(Your goal): Render the lines as a Markdown table with the columns Row and Line, giving each line a row number and leaving out blank lines. Begin at the line that contains "Exercise. Point out the horse mane" and stop after the line that contains "[(189, 476)]".

☆ ☆ ☆ ☆ ☆

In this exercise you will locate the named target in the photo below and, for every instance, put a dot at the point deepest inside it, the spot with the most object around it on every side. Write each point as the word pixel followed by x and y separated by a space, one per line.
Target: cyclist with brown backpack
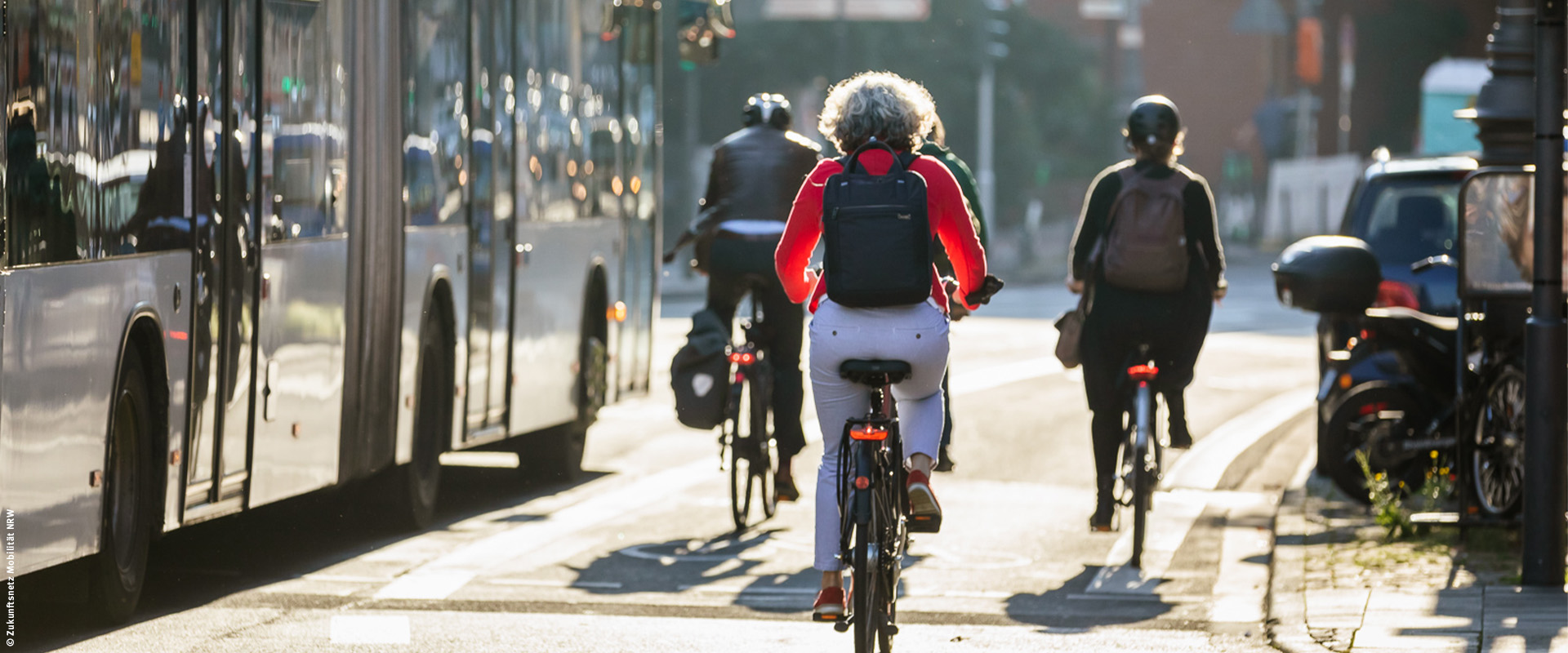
pixel 1148 254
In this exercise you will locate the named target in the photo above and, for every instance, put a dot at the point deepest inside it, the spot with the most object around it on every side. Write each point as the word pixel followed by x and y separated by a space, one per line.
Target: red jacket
pixel 949 215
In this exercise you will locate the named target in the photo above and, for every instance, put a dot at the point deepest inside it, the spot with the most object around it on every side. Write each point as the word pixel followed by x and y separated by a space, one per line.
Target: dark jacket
pixel 756 174
pixel 966 182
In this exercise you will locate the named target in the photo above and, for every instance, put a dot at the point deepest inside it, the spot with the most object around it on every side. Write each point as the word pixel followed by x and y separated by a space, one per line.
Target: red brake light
pixel 867 433
pixel 1396 295
pixel 1374 407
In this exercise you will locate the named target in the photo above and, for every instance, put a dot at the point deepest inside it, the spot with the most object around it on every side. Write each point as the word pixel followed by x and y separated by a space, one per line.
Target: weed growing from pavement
pixel 1388 509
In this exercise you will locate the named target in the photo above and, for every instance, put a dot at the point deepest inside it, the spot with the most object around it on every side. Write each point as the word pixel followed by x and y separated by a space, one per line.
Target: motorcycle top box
pixel 1327 274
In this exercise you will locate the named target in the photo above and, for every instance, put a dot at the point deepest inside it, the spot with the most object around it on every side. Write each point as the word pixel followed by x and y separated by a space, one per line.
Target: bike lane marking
pixel 1189 487
pixel 559 537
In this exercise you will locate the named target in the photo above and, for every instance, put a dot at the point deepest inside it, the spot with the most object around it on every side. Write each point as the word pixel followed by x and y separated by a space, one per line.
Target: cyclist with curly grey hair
pixel 896 112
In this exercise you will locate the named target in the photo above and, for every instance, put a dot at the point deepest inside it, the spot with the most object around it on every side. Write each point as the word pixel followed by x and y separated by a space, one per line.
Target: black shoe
pixel 1101 520
pixel 784 487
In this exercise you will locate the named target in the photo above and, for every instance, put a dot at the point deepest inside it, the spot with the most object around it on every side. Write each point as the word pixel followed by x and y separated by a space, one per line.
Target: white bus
pixel 259 248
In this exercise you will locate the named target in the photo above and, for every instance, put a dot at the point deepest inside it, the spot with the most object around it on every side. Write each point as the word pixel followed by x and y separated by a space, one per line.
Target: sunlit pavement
pixel 640 555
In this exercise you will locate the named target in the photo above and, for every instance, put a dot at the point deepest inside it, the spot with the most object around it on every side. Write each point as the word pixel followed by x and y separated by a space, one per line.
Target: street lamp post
pixel 1547 332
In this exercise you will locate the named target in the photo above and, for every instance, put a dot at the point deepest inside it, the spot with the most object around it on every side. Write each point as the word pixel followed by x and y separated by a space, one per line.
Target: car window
pixel 1407 220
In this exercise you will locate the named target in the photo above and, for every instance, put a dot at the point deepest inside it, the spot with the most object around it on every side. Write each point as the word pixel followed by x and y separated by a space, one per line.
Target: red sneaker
pixel 925 514
pixel 828 606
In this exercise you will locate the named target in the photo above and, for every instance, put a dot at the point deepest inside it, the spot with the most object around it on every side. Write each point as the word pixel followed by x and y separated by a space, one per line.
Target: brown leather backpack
pixel 1147 240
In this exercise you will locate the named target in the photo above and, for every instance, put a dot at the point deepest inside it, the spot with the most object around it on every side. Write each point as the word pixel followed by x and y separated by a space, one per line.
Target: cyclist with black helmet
pixel 1160 300
pixel 750 190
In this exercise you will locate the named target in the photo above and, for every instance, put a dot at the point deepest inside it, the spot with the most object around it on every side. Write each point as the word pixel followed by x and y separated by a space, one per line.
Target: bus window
pixel 436 68
pixel 305 118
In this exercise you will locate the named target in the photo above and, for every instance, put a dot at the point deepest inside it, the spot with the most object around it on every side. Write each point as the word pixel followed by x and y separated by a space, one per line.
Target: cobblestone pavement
pixel 1341 586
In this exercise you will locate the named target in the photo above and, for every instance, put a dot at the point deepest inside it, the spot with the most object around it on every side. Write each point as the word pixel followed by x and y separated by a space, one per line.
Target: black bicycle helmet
pixel 767 109
pixel 1153 119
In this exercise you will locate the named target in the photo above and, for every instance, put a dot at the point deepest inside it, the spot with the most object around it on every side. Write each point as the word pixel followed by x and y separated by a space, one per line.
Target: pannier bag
pixel 877 232
pixel 1147 240
pixel 1329 274
pixel 700 373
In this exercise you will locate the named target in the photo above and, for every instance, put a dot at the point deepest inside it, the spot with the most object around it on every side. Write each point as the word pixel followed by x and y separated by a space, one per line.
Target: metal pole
pixel 985 174
pixel 1547 334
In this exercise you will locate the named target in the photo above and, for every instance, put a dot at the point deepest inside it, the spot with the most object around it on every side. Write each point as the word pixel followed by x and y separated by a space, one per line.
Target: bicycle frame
pixel 872 503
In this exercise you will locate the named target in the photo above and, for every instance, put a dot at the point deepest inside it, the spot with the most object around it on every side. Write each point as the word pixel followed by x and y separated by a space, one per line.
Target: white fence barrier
pixel 1307 196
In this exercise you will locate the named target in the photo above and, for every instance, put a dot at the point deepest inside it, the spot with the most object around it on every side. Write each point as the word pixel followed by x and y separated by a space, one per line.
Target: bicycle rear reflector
pixel 1143 371
pixel 867 433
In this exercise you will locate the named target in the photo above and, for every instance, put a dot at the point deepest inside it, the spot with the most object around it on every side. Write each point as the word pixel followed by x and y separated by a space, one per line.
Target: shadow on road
pixel 209 561
pixel 1071 608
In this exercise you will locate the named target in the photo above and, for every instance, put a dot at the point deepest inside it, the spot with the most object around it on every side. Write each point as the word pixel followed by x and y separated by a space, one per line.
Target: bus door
pixel 491 215
pixel 226 259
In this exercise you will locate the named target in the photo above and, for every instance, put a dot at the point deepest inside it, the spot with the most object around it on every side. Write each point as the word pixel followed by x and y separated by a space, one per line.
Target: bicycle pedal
pixel 925 523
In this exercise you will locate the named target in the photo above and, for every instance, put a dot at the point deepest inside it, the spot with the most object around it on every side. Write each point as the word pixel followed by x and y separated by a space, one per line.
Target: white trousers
pixel 915 334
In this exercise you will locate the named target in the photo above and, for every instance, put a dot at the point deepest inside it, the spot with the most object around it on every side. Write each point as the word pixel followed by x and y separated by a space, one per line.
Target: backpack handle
pixel 874 144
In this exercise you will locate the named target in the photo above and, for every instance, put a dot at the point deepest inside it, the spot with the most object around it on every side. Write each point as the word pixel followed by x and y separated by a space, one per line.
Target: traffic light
pixel 703 22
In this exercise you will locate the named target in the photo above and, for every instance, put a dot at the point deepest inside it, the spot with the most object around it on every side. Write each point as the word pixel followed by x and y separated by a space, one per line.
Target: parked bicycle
pixel 1416 393
pixel 745 434
pixel 1142 451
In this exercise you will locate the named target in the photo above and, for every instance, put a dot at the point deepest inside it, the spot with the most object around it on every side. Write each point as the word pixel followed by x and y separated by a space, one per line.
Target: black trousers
pixel 745 264
pixel 1174 325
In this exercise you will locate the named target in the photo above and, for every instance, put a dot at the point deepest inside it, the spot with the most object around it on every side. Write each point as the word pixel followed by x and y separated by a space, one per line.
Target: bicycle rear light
pixel 1143 371
pixel 867 433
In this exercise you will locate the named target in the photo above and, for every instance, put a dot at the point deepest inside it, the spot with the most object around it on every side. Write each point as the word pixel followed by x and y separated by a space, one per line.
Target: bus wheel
pixel 421 478
pixel 121 564
pixel 557 455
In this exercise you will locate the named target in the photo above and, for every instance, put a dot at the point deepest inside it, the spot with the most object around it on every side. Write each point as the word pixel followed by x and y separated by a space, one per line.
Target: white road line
pixel 1175 509
pixel 369 630
pixel 1208 460
pixel 1002 375
pixel 443 576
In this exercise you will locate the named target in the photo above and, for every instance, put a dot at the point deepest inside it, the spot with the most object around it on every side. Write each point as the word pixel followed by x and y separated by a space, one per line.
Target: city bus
pixel 261 248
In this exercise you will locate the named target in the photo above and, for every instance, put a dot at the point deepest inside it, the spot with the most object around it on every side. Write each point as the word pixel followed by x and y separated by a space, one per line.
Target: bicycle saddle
pixel 875 371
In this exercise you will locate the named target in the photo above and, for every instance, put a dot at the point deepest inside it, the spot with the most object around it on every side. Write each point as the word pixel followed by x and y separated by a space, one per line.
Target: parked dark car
pixel 1405 211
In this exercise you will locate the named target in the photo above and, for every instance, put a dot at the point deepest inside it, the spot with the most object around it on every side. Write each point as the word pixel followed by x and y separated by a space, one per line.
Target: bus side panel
pixel 301 334
pixel 61 344
pixel 548 315
pixel 431 254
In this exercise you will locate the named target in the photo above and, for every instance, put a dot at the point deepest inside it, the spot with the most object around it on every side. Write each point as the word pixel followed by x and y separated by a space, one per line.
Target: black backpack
pixel 700 373
pixel 877 232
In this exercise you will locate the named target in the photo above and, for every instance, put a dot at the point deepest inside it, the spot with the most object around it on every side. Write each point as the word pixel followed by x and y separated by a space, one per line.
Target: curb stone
pixel 1286 600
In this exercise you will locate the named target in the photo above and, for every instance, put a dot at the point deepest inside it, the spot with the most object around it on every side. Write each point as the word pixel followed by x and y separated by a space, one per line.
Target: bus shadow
pixel 209 561
pixel 1075 608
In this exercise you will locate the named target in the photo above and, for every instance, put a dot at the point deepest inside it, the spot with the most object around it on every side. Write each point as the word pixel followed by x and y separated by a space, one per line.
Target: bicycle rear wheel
pixel 1142 470
pixel 864 589
pixel 764 464
pixel 742 453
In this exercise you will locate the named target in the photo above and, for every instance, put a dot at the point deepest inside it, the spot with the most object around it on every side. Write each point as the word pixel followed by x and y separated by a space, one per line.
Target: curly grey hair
pixel 877 104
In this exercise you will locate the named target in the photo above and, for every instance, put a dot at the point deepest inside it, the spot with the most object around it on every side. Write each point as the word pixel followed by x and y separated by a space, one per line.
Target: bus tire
pixel 421 478
pixel 119 569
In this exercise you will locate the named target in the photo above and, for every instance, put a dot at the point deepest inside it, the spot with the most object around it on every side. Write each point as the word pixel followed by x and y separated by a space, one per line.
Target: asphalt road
pixel 640 557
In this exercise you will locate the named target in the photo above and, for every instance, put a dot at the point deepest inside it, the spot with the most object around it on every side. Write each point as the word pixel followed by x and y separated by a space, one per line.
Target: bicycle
pixel 874 506
pixel 753 455
pixel 1142 451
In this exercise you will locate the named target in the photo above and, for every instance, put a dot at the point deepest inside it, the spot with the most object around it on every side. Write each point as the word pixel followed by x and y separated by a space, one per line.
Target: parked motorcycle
pixel 1402 392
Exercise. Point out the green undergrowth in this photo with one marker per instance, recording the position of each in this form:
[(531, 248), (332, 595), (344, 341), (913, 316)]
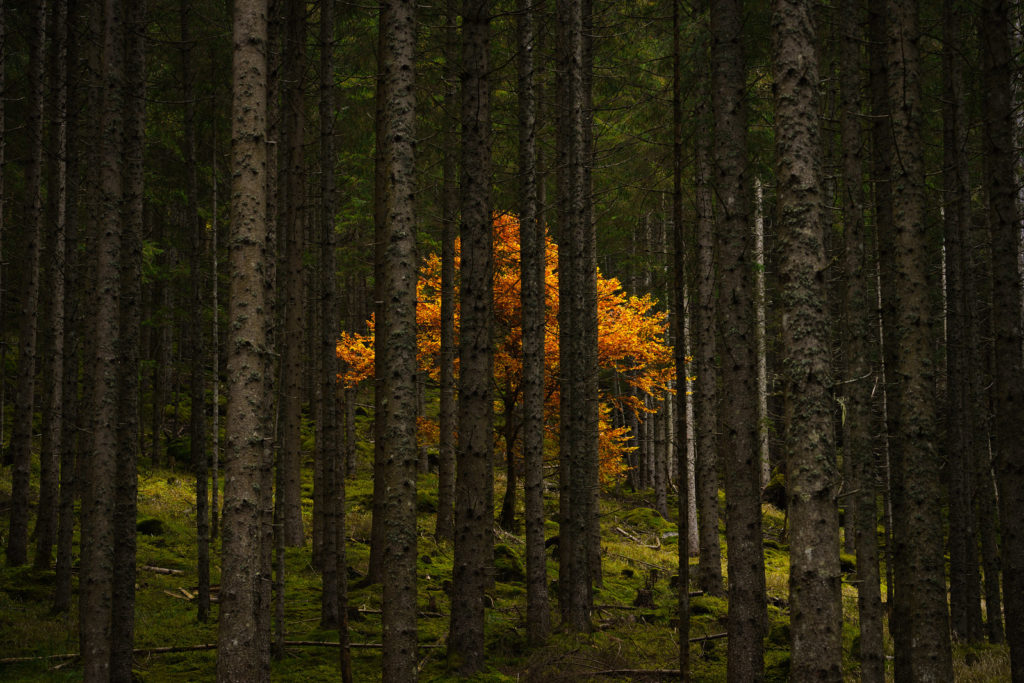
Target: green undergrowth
[(635, 614)]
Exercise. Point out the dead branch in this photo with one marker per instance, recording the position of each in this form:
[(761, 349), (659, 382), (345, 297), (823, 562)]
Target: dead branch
[(146, 567)]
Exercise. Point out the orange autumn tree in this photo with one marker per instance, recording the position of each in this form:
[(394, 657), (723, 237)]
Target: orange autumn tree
[(631, 342)]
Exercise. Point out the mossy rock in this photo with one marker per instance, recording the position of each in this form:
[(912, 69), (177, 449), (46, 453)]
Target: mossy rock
[(778, 671), (508, 565), (151, 526), (648, 520), (426, 501), (708, 604), (779, 636), (775, 492)]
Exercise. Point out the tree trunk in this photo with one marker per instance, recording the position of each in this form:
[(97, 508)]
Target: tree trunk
[(682, 401), (293, 207), (197, 380), (921, 573), (965, 580), (706, 401), (99, 494), (474, 516), (816, 613), (532, 249), (857, 435), (450, 213), (738, 441), (125, 515), (242, 654), (20, 438), (1008, 394), (51, 447), (400, 366)]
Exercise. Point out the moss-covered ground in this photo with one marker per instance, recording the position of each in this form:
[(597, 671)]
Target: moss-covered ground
[(638, 553)]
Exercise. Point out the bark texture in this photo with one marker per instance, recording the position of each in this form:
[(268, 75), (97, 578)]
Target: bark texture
[(399, 367), (859, 372), (737, 441), (473, 514), (1005, 226), (243, 652), (531, 268), (921, 573), (816, 614)]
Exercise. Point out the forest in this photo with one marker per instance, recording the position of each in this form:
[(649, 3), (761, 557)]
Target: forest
[(501, 340)]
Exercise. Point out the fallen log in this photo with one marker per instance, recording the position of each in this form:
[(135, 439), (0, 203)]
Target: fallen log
[(147, 567), (146, 651)]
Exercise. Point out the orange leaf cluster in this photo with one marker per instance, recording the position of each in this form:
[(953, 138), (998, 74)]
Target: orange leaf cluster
[(631, 338)]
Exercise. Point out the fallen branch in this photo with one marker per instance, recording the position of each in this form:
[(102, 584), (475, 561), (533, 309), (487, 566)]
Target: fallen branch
[(636, 561), (146, 651), (176, 595), (147, 567), (637, 540), (633, 673)]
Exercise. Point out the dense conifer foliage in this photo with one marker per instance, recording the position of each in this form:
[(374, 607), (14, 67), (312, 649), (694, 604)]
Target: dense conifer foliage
[(400, 340)]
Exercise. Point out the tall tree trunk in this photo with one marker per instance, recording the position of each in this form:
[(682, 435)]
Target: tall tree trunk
[(328, 451), (860, 376), (215, 353), (399, 323), (760, 307), (965, 580), (922, 572), (242, 654), (20, 439), (532, 249), (293, 110), (679, 303), (123, 616), (74, 325), (99, 496), (378, 539), (197, 381), (737, 443), (706, 401), (1008, 396), (579, 459), (56, 195), (474, 516), (816, 613), (450, 213)]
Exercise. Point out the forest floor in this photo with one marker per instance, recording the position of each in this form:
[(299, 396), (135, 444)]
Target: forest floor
[(638, 553)]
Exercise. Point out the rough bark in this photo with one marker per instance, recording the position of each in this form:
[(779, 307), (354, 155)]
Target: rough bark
[(126, 482), (679, 292), (399, 367), (98, 496), (578, 471), (706, 401), (531, 273), (473, 514), (965, 580), (20, 438), (816, 613), (737, 441), (293, 214), (1008, 393), (56, 195), (450, 217), (859, 373), (242, 654), (197, 423), (920, 573)]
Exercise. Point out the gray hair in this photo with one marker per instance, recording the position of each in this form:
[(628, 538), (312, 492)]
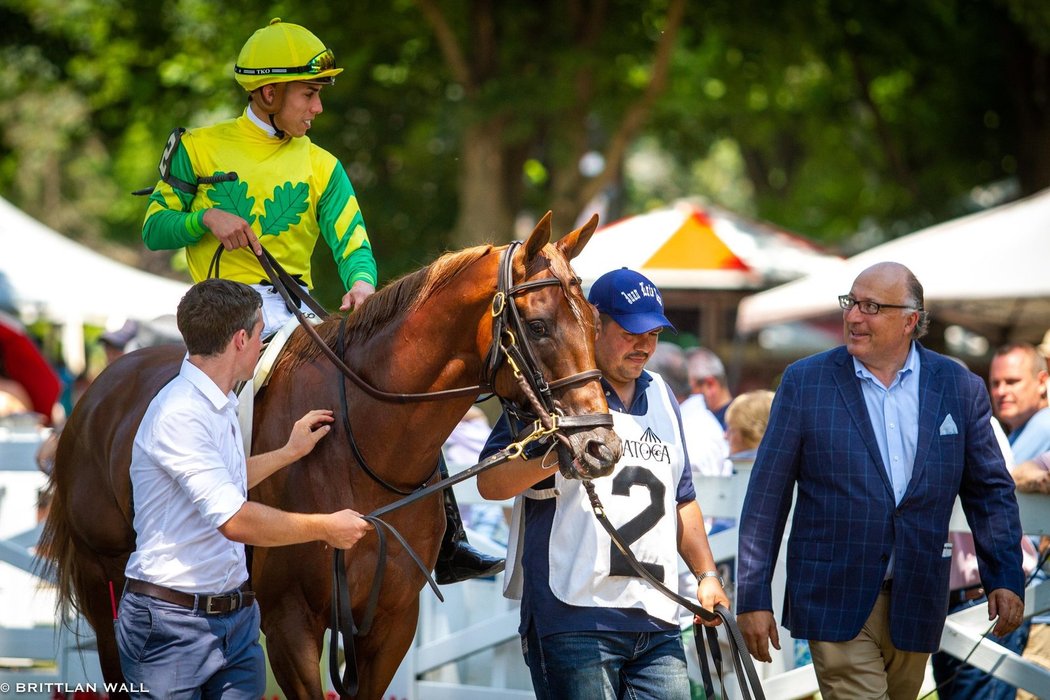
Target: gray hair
[(916, 292), (704, 363)]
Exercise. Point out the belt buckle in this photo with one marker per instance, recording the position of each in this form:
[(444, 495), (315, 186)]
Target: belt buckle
[(215, 599)]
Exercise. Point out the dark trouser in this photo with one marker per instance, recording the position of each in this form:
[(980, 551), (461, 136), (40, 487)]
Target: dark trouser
[(171, 652)]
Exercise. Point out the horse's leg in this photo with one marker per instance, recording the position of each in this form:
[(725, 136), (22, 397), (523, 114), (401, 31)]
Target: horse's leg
[(92, 591), (384, 648), (293, 641)]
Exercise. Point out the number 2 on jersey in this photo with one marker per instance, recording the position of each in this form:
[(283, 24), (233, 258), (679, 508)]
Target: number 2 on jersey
[(635, 528)]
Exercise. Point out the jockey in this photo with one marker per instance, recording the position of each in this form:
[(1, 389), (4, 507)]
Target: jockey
[(265, 182), (282, 189)]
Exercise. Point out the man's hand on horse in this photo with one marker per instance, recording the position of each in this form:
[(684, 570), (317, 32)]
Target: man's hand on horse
[(308, 431), (1009, 608), (232, 231), (358, 293), (345, 528), (758, 629)]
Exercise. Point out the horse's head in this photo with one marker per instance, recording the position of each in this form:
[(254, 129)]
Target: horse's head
[(545, 331)]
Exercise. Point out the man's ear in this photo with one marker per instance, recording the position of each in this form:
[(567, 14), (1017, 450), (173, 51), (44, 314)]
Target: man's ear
[(267, 94)]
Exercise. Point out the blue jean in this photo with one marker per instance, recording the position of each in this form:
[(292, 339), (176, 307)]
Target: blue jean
[(172, 652), (607, 665), (961, 681)]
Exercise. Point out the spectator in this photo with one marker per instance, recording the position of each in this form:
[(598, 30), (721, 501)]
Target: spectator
[(707, 375), (1017, 381), (880, 437), (190, 483), (746, 421), (27, 382)]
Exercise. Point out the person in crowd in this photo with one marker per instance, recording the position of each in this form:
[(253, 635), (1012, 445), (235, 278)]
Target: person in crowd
[(28, 385), (186, 619), (707, 375), (879, 436), (119, 341), (591, 628), (1033, 476), (287, 191), (746, 421), (1017, 382)]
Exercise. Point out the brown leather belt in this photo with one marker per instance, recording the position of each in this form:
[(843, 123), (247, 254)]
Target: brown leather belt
[(962, 595), (209, 605)]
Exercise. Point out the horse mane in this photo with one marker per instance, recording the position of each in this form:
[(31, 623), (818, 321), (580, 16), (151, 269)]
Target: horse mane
[(386, 305)]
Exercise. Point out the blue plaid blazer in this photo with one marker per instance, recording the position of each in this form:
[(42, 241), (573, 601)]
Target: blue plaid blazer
[(845, 523)]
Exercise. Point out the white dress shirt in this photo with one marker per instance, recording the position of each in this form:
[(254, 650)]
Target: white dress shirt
[(189, 476)]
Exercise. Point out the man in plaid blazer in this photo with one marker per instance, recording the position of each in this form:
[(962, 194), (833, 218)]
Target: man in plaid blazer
[(879, 437)]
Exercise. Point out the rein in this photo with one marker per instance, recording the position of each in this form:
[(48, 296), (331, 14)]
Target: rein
[(744, 667)]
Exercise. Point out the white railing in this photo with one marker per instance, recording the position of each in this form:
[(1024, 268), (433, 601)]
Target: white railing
[(466, 648), (37, 656)]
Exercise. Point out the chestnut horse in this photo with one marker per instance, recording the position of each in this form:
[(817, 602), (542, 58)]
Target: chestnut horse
[(427, 332)]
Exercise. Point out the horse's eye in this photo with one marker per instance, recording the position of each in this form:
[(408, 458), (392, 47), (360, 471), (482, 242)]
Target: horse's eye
[(539, 329)]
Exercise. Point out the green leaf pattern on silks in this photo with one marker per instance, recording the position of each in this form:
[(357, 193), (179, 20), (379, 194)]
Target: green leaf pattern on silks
[(282, 212), (232, 197)]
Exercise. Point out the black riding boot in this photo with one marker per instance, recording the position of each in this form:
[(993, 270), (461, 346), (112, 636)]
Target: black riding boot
[(457, 560)]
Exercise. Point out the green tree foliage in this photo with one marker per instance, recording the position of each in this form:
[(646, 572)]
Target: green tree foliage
[(454, 119)]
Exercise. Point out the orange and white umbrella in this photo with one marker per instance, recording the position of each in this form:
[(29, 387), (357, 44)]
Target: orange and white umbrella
[(692, 247)]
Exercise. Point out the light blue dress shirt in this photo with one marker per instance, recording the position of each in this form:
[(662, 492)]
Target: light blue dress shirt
[(894, 411)]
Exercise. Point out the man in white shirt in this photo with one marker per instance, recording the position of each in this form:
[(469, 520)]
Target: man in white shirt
[(187, 624)]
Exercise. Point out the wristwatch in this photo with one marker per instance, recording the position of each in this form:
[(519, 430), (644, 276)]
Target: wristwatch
[(709, 574)]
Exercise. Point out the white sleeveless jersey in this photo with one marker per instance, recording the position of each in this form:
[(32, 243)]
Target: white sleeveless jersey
[(639, 500)]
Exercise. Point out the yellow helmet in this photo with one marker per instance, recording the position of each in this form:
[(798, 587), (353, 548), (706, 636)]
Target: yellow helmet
[(282, 52)]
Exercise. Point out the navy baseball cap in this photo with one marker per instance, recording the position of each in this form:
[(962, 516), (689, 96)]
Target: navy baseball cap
[(631, 300)]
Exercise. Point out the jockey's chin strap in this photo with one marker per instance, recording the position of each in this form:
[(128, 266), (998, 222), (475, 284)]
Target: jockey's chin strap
[(744, 667), (342, 617)]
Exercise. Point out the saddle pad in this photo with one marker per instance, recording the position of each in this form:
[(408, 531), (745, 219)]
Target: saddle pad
[(246, 396)]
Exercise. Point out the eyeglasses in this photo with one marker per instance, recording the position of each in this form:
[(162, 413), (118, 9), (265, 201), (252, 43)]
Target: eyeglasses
[(869, 308), (320, 63)]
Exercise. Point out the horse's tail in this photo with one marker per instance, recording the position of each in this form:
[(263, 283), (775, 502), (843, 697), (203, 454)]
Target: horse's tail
[(56, 558)]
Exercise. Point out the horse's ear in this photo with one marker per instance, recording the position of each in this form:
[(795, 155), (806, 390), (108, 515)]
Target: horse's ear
[(539, 237), (573, 242)]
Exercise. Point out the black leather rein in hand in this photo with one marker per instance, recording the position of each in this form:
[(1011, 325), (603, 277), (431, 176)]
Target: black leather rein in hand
[(741, 658)]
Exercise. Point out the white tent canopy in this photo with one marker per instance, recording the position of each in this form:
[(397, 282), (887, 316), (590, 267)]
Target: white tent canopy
[(688, 246), (987, 272), (44, 273)]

☆ ☆ ☆ ☆ ☆

(Answer below):
| Row | Line |
|---|---|
| 1 | Exercise. Point out the horse mane in this photo with one marker per instance, recording the position of each in this form: |
| 2 | [(31, 623), (818, 321), (580, 16), (151, 269)] |
| 3 | Target: horse mane |
| 4 | [(386, 305)] |
| 5 | Exercise. Point out the blue plaid blazer in this photo with one marker per instance, recording the position of each in this form: |
| 6 | [(42, 241), (573, 601)] |
| 7 | Target: blue plaid blazer |
| 8 | [(845, 523)] |
| 9 | Exercise. Point out the white dress shirt in this photo with one marker per instance, recording the position of each in this form: |
| 10 | [(254, 650)] |
| 11 | Target: white dress shirt |
| 12 | [(189, 476)] |